— 対象テキスト —
=-=-=-=-=
心療内科医 産業医
内田さやか
■近年の自殺動向■
日本の自殺死亡率が高いということはどこかで聞いたことがあるでしょうか。しかし、その数が交通事故死亡者数の7倍に及んでいることはご存知でしょうか。15~39歳の日本人の死因第1位が自殺である、これが日本の実情です。
自殺者数の推移は平成10年に急増した後、14年連続して3万人を超える高い状態が続いていましたが、近年は減少傾向にあります。平成24年以降、5年連続で3万人を下回っており、28年は2万1,897人でした。60歳以上が最も多く、50歳代、40歳代が多くなっていますが、若い世代で死因の第1位が自殺となっているのは、先進国では日本のみとなります。
<年齢階層別(10段階級)の自殺者数の推移>
<平成27年における死因順位別にみた年齢階級・死亡率・構成割合>
原因・動機別の状況についてみると、原因・動機特定者は1万6,297人(74.4%)であり、そのうち原因・動機が「健康問題」にあるものが1万1,014人で最も多く、次いで「経済・生活問題」(3,522人)、「家庭問題」(3,337人)、「勤務問題」(1,978人)の順となっており、この順位は前年と同じでした。
■日本における自殺対策■
平成18年施行の自殺対策基本法に基づく自殺対策の基本指針である「自殺総合対策大綱」では、我が国の自殺をめぐる現状を整理するとともに、次の3つの基本的な認識が示されています。
=-=-=-=-=
— 取り組む問題 —
#1 自殺対策の文章によると、平成28年の自殺者数は何人だったか答えなさい。
#2 自殺対策の文章の最後の一文に続けて、その先を書きなさい。
=-=-=-=-=
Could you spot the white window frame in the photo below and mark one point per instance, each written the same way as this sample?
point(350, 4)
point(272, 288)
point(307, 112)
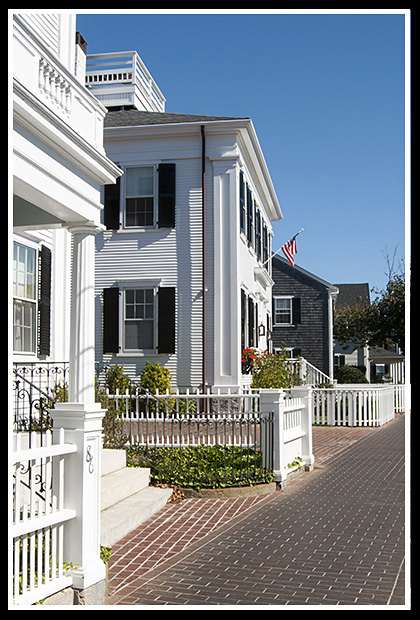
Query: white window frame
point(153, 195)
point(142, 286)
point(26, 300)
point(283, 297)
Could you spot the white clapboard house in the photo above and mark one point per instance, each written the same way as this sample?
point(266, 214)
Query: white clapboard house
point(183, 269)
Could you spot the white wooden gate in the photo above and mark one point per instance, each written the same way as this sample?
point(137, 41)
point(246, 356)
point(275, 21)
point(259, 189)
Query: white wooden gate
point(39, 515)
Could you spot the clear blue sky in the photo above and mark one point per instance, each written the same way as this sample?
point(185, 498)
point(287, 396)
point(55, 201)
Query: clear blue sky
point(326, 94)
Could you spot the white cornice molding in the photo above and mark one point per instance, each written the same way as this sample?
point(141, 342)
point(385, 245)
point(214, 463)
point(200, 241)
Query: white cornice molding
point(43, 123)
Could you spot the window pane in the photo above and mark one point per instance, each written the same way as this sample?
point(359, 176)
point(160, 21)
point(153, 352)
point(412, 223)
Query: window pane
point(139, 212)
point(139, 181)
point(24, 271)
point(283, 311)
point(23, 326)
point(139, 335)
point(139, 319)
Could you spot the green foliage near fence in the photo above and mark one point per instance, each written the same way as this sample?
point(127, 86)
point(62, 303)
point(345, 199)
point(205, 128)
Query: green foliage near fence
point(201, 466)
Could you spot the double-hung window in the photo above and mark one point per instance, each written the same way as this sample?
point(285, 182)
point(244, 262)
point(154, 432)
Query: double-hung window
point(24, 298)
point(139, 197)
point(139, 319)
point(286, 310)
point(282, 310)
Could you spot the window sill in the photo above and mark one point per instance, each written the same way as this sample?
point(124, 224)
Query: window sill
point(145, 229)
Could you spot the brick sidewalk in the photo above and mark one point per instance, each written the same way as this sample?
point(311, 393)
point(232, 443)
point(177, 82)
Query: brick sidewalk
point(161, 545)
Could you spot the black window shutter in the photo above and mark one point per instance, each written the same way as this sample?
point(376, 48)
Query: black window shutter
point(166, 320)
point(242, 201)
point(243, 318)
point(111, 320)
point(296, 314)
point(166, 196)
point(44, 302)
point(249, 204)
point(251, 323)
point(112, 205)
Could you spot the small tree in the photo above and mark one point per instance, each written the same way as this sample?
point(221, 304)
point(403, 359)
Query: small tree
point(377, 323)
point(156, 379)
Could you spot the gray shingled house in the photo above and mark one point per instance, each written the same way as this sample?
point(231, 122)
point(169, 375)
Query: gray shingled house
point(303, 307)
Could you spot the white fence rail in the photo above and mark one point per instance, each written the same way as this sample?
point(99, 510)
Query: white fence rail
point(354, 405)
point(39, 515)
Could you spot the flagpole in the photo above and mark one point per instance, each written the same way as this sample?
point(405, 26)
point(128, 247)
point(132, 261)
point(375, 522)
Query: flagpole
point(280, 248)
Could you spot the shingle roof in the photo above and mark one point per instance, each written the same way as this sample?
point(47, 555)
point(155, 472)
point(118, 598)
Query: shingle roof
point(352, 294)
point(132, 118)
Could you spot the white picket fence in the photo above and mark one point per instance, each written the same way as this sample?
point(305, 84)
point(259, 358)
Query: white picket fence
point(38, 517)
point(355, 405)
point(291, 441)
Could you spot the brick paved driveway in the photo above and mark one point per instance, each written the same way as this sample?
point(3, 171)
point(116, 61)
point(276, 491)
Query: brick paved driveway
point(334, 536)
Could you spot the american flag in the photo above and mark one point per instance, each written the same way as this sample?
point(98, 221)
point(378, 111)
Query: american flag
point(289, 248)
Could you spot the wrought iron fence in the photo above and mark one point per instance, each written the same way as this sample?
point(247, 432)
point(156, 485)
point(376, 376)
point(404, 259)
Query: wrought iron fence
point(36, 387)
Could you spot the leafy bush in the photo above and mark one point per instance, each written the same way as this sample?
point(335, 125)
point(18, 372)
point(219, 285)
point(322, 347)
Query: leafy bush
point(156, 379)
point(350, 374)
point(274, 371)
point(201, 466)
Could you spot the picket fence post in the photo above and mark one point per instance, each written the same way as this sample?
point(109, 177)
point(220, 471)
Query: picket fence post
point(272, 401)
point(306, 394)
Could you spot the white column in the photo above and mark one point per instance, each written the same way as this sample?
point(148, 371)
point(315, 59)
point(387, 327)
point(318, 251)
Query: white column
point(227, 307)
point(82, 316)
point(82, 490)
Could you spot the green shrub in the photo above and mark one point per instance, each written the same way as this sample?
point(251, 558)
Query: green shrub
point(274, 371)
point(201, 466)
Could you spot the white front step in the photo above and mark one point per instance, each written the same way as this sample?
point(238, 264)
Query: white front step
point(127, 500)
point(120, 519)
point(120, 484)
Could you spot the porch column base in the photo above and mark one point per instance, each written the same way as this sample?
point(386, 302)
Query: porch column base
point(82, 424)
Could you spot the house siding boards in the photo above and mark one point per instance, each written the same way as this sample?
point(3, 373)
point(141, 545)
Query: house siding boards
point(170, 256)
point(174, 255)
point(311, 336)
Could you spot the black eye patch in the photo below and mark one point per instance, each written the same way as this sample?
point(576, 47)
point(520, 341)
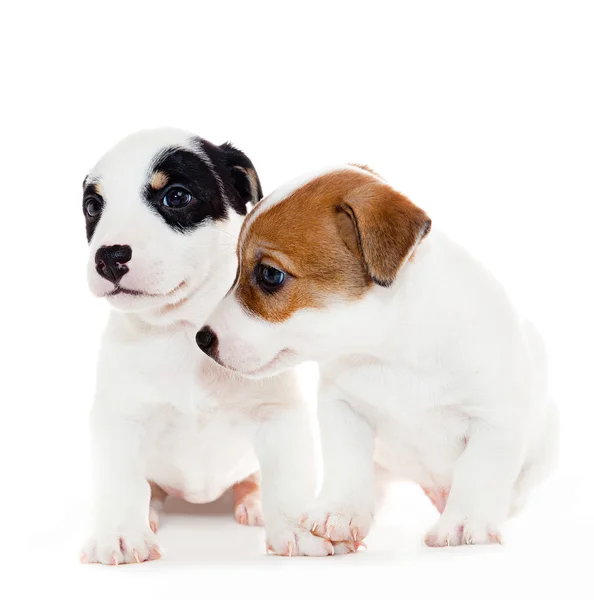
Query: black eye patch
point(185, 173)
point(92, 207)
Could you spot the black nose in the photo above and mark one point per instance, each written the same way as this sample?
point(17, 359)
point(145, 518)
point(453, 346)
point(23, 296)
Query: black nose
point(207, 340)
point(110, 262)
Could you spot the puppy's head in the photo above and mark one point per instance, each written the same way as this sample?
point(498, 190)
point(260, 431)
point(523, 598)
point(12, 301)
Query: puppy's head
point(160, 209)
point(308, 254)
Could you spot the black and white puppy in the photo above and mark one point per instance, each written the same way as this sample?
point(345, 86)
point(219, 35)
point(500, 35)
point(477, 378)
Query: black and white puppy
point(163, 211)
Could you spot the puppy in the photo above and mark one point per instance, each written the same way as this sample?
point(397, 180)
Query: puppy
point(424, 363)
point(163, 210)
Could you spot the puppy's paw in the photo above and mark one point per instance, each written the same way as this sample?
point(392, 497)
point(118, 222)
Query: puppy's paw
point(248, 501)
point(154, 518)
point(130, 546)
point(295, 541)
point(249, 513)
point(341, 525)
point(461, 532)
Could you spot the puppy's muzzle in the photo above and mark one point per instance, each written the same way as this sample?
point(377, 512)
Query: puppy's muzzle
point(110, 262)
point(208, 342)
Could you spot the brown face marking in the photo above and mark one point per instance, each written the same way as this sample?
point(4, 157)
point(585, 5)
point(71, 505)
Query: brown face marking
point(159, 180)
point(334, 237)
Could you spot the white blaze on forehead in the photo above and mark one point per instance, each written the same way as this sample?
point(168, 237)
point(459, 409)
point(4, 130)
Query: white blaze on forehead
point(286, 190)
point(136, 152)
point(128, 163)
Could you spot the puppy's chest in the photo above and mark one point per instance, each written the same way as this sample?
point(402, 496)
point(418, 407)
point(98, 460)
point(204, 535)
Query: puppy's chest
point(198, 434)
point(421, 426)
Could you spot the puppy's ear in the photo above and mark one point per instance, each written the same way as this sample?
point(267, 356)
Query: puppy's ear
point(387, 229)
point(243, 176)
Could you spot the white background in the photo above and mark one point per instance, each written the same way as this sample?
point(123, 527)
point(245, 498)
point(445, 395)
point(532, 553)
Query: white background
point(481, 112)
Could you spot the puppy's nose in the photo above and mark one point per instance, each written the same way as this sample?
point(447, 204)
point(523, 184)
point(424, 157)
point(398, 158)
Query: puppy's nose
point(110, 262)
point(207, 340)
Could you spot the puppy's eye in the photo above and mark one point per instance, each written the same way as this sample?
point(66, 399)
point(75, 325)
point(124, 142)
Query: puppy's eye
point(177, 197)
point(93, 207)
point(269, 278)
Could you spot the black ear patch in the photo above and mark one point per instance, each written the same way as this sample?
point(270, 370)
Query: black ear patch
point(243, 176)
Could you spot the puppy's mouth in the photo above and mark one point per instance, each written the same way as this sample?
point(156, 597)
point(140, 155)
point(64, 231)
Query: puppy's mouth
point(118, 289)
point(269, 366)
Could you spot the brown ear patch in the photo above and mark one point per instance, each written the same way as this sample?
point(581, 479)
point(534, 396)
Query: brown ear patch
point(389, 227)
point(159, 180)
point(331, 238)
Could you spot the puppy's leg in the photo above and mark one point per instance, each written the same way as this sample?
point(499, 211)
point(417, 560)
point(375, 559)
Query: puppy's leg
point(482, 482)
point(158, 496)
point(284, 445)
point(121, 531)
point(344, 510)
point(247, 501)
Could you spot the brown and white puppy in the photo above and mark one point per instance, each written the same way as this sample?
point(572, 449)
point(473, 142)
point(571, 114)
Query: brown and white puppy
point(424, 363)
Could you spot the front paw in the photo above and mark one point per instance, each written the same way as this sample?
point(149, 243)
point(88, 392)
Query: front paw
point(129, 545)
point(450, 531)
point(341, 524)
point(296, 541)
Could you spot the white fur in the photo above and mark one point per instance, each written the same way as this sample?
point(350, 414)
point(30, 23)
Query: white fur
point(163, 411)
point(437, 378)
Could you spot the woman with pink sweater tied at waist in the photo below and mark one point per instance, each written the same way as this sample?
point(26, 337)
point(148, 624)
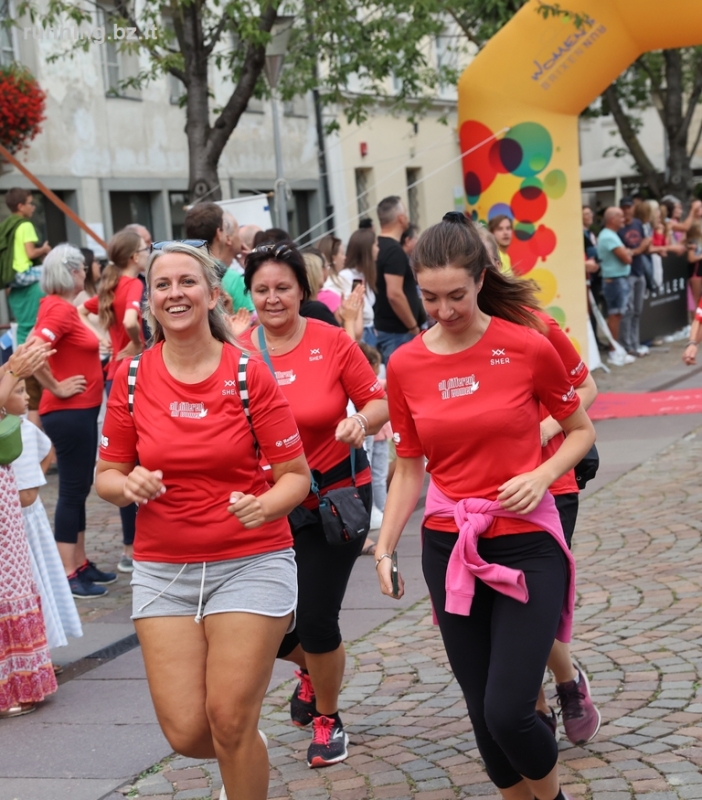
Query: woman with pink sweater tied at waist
=-=-=-=-=
— 解答一覧 —
#1 2万1,897人

#2
①自殺は「追い込まれた末の死」:自殺は、個人の自由な意思や選択の結果と思われがちだが、実際には、健康上の悩みをはじめ、倒産・失業・借金などの経済・生活問題、家庭問題等、さまざまな要因が複雑に絡みあった結果、心理的に追い込まれた末の死である。また、自殺者の多くは、自殺の直前にうつ病などの精神疾患を発症している。
②防ぐことができる自殺がある:うつ病などの精神疾患への適切な治療により、自殺は防ぐことができる。
③自殺を考えている人は悩みを抱え込みながらもサインを発している:自殺を図った人が、精神科医などの専門家に相談していないケースもある。家族や職場の同僚など、身近な人はそのサインに気づくことも多く、この気づきが自殺予防の第一歩である。
■職場におけるメンタル不調■
仕事や職業生活に関することで強い不安、悩み、ストレスを感じている労働者の割合は、平成25 年は52.3%と以前より低下したものの、依然として半数を超えている状況です。ストレスの内容(複数回答)をみると、「仕事の質・量」(65.3%)が最も多く、次いで、「仕事の失敗、責任の発生等」(36.6%)、「対人関係(セクハラ・パワハラを含む。)」(33.7%)となっています。また、「ノルマの未達成」が関与し、労災認定された事例も多くあります。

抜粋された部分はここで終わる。